__Task brief__
Convert the data lines between the one holding "Segment one target" and the one holding "positive clicks: (435, 143)", inclusive, into a JSON list of strings, one string per line, with blank lines left out.

__The data__
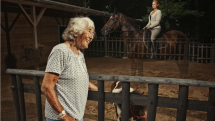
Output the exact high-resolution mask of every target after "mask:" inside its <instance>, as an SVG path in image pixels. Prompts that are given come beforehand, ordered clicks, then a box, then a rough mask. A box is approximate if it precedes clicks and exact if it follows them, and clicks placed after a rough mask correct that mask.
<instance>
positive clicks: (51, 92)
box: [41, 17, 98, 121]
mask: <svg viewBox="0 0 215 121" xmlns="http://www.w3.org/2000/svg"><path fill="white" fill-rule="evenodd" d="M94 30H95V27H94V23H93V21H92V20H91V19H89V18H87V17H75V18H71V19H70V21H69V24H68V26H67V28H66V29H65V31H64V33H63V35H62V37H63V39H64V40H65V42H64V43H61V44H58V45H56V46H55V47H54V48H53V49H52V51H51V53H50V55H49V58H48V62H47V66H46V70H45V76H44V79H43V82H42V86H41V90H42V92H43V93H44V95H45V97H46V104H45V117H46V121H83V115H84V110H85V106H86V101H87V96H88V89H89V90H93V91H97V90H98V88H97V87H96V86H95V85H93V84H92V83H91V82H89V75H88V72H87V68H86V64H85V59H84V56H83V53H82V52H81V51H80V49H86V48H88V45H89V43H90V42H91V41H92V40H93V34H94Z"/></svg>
...
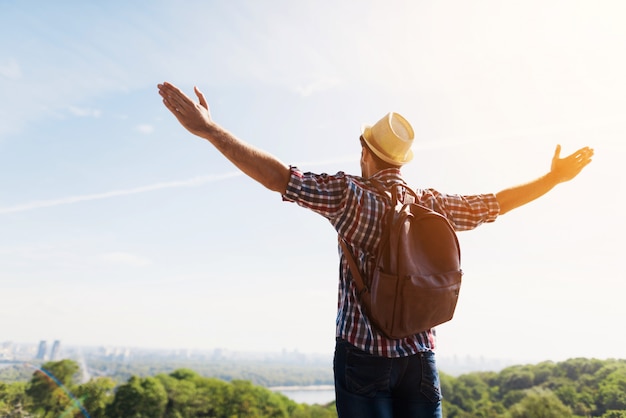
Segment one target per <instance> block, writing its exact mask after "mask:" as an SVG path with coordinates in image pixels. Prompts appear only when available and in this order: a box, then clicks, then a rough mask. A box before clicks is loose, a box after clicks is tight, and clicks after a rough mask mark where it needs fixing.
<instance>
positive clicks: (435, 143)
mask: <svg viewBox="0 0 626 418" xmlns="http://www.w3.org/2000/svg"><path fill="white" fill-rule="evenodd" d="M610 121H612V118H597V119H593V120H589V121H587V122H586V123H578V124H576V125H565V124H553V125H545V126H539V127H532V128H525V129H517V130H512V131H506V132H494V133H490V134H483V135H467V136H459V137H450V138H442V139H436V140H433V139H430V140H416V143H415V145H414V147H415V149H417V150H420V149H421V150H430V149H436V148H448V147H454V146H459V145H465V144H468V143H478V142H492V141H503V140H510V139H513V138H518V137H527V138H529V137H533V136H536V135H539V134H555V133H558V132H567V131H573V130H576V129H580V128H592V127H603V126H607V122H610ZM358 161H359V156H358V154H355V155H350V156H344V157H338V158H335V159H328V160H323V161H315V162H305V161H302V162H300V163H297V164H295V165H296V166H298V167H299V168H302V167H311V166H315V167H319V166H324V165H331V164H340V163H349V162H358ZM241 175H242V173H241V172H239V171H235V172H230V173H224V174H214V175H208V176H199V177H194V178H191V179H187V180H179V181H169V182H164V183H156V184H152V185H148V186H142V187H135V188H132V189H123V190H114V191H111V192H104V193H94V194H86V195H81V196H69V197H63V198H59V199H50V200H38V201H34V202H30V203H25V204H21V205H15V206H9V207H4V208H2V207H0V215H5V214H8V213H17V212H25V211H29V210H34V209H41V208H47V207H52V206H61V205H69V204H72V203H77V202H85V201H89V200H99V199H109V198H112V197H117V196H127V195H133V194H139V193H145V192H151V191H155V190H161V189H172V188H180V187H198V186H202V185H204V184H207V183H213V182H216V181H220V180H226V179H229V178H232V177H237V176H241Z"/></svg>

__Completed exercise__
[
  "Segment one target per <instance> block, writing its exact mask after \"mask:\" as an SVG path with coordinates in image pixels. Prompts appear only when available and in this order: a box, then clicks, then a rough mask. A box before clicks is loose, a box after clicks is tight, and clicks after a rough mask mark where it needs fixing.",
  "<instance>",
  "positive clicks: (435, 143)"
]